◆ WRITTEN PROBLEM:
Write out everything from the start of the records down to and including the line that contains "<point>465,25</point>", word for word.

---------- RECORDS FOR THE TASK

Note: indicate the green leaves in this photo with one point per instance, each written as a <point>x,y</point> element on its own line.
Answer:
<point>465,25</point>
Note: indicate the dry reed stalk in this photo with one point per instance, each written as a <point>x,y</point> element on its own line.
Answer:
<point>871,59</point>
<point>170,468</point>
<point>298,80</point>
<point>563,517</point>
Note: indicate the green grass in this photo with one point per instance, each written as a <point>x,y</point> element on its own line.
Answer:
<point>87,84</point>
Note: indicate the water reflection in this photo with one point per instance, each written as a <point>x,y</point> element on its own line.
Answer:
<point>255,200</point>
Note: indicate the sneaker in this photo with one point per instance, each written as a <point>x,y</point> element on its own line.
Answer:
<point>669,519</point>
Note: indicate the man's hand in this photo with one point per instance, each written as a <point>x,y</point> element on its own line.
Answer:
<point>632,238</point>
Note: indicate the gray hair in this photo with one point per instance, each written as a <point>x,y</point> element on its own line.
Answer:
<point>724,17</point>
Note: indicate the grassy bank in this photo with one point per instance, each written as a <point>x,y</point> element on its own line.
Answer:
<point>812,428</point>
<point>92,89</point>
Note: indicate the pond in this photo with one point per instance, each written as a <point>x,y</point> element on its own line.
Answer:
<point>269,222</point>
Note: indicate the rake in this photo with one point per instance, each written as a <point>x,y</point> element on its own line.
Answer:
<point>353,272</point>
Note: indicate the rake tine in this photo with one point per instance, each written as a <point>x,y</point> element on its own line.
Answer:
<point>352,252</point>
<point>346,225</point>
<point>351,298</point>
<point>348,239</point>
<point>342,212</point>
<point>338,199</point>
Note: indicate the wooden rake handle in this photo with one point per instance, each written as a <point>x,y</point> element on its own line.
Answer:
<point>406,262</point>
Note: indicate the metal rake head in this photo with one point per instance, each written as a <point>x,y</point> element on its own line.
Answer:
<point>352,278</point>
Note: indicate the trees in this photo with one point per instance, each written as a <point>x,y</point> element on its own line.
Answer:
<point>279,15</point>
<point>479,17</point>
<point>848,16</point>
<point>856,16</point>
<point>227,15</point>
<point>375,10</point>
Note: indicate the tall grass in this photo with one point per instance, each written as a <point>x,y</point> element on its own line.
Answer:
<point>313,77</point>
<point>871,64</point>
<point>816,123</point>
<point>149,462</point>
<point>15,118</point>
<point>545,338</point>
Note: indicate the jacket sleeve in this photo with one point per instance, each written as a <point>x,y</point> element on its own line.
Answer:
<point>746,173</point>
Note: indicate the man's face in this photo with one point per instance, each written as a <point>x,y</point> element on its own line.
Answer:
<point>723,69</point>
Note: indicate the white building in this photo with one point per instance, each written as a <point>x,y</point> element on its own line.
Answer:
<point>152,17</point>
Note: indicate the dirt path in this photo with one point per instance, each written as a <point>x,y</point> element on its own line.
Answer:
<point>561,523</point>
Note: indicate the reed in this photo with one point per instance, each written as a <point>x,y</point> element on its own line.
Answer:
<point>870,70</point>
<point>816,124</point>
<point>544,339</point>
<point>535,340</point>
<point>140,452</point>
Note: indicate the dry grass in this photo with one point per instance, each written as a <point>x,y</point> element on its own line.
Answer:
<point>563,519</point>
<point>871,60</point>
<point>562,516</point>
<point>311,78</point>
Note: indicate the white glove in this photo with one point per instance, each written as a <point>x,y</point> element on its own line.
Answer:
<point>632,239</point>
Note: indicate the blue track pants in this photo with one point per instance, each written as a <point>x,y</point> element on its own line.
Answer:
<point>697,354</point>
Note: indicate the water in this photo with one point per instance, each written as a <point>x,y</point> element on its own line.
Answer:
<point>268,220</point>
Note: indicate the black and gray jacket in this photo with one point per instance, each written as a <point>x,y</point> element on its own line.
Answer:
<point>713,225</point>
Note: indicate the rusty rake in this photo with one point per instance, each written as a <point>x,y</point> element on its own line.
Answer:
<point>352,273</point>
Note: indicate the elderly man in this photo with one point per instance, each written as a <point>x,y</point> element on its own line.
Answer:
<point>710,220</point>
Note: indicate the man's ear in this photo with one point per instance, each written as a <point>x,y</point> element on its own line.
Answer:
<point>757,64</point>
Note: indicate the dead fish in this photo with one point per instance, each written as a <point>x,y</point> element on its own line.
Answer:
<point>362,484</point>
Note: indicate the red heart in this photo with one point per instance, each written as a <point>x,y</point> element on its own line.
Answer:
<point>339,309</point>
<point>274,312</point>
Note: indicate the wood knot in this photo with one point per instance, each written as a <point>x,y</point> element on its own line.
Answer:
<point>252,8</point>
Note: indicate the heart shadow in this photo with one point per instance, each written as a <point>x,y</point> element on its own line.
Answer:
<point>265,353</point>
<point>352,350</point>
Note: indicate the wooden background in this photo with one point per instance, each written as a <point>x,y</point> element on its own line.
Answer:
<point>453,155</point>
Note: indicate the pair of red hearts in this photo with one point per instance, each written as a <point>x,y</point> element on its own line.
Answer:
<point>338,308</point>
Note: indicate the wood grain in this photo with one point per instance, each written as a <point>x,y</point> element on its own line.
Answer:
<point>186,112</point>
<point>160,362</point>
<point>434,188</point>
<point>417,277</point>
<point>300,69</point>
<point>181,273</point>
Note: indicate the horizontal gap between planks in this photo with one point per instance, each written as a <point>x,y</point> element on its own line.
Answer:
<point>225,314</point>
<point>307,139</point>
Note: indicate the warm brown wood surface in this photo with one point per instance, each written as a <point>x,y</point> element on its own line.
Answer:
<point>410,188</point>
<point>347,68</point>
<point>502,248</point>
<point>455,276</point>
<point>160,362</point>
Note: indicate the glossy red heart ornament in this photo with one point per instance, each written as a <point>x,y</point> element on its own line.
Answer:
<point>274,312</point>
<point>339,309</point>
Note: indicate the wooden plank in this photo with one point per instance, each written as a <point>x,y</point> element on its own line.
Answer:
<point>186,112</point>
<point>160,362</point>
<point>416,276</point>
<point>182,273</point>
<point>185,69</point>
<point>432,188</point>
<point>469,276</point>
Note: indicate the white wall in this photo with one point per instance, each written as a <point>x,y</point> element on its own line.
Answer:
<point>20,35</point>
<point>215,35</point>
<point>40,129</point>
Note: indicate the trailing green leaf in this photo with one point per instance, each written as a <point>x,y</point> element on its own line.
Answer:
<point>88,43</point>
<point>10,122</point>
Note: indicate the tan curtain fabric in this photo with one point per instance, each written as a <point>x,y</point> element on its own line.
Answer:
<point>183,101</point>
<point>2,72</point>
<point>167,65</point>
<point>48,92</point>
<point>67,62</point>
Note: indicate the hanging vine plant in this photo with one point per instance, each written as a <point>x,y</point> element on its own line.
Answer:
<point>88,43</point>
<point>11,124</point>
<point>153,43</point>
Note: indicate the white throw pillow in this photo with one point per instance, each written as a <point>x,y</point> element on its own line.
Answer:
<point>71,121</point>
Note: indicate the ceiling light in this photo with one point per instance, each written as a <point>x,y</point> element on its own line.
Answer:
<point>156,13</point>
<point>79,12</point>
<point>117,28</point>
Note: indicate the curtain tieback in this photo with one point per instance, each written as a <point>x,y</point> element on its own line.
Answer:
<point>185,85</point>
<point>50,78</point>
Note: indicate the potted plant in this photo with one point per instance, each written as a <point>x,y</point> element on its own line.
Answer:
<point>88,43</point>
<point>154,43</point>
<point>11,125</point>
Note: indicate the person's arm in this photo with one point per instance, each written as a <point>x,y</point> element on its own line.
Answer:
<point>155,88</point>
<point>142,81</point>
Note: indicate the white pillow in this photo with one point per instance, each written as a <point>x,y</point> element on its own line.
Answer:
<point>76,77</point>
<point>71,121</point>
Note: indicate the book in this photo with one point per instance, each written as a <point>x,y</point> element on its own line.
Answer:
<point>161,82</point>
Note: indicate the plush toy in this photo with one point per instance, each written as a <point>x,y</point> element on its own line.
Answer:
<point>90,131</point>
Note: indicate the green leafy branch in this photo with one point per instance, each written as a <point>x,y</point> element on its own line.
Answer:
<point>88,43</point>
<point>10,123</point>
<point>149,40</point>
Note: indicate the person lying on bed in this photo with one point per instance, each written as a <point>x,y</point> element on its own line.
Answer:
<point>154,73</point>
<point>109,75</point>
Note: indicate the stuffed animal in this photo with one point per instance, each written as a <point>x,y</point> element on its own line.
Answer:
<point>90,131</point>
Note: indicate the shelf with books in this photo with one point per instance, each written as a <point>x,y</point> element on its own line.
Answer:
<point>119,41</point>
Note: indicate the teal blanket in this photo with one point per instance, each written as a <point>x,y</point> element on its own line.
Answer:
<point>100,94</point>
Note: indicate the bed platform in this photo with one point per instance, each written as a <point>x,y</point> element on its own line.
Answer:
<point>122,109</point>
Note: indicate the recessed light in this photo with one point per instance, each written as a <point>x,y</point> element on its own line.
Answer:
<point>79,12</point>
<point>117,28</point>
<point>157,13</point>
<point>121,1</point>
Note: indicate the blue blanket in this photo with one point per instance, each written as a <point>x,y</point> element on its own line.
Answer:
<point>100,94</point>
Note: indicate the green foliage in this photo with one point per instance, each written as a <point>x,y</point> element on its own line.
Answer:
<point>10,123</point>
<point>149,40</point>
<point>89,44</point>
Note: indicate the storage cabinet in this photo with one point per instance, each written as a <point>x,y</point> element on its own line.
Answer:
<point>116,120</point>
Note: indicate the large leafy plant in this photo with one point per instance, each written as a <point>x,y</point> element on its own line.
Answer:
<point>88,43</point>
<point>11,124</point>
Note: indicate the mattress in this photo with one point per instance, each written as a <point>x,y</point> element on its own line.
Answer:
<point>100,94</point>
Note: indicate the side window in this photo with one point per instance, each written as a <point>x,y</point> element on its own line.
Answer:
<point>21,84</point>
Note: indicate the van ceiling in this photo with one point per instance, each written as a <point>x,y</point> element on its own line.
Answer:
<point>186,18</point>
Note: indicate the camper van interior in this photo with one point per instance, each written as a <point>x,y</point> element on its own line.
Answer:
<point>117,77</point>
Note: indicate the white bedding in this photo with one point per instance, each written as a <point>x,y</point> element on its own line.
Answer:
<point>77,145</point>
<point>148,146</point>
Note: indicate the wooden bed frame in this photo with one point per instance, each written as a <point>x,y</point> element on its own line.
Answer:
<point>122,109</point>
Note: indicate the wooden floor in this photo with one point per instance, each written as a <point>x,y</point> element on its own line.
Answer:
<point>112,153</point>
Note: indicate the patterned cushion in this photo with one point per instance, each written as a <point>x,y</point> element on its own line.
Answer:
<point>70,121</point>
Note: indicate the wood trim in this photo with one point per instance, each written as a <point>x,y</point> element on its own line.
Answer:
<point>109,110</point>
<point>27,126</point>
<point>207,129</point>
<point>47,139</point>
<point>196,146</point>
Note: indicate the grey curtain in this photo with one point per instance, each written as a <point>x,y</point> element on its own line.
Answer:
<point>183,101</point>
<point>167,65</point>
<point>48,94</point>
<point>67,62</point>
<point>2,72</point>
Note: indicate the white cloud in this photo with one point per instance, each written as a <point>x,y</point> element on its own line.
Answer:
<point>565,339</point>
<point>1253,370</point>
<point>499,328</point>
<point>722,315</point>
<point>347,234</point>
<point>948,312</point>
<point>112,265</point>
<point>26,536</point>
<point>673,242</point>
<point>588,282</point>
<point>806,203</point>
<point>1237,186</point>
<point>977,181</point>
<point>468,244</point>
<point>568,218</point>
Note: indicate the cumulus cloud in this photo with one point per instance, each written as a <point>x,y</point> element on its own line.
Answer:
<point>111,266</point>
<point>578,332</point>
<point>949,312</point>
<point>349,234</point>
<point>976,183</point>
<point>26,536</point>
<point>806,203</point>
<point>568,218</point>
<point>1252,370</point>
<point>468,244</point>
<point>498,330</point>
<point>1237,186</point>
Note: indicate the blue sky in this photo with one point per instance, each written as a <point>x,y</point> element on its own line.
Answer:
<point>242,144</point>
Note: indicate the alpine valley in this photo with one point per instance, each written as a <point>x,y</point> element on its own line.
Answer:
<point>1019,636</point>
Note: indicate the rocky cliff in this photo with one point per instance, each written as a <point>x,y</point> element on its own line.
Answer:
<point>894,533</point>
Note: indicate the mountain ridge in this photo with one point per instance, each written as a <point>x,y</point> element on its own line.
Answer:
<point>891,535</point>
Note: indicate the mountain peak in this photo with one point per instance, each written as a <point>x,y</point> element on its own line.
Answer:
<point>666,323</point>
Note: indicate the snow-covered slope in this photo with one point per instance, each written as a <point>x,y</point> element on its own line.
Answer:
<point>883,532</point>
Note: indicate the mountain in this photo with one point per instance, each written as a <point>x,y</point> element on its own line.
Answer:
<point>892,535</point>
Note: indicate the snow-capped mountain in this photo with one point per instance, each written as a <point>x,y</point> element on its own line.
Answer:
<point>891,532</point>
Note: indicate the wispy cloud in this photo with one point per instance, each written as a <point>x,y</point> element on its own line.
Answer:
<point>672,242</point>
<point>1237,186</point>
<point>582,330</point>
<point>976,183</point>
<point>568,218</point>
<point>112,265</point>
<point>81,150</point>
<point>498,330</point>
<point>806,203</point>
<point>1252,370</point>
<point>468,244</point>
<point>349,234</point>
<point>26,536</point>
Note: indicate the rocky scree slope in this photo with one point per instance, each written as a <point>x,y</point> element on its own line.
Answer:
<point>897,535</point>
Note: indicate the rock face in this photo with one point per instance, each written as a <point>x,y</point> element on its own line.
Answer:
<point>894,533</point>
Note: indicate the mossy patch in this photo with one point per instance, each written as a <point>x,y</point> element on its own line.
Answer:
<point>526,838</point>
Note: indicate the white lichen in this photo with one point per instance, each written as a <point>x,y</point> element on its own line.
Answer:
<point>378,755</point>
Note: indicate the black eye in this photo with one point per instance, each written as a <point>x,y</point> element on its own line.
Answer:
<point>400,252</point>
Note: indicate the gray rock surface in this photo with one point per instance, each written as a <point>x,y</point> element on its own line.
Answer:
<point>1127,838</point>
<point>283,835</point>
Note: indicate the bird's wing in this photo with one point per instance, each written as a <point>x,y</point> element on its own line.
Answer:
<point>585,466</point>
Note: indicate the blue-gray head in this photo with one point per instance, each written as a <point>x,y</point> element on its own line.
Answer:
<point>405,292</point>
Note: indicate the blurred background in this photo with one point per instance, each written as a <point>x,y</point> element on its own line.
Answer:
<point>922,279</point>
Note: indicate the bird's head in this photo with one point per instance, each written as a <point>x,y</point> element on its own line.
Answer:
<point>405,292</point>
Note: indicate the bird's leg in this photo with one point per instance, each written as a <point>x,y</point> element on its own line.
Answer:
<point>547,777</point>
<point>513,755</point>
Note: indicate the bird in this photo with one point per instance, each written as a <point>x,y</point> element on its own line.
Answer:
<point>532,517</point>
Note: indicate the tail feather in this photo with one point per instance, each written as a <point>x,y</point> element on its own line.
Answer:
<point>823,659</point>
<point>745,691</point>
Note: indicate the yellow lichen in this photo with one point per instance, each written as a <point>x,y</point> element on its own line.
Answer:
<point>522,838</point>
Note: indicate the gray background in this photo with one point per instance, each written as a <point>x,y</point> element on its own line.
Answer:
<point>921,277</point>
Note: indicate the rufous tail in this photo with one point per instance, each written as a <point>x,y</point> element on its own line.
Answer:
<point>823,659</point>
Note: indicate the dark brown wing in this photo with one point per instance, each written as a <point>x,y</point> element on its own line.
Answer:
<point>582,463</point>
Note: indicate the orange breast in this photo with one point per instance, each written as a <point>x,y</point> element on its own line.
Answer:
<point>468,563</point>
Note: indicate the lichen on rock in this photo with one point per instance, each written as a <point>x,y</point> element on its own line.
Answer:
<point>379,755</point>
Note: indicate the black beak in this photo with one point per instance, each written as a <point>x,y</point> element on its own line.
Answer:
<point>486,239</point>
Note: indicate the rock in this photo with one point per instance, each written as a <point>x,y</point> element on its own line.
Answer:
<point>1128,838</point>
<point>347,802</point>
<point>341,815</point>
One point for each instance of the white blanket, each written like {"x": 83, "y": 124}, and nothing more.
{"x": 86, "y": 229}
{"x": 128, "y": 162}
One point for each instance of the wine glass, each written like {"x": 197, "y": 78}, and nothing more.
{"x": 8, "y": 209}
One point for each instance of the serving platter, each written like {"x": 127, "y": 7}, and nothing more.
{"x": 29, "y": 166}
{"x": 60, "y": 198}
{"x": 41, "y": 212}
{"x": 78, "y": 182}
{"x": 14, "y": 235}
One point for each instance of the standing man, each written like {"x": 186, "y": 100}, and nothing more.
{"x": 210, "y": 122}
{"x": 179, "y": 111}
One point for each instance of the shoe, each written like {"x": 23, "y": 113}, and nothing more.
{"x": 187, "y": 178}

--------------------

◆ RESULT OF THE TASK:
Note: indicate the green leaves in this photo with one point per instance, each written as a <point>x,y</point> element on its own line.
Answer:
<point>465,25</point>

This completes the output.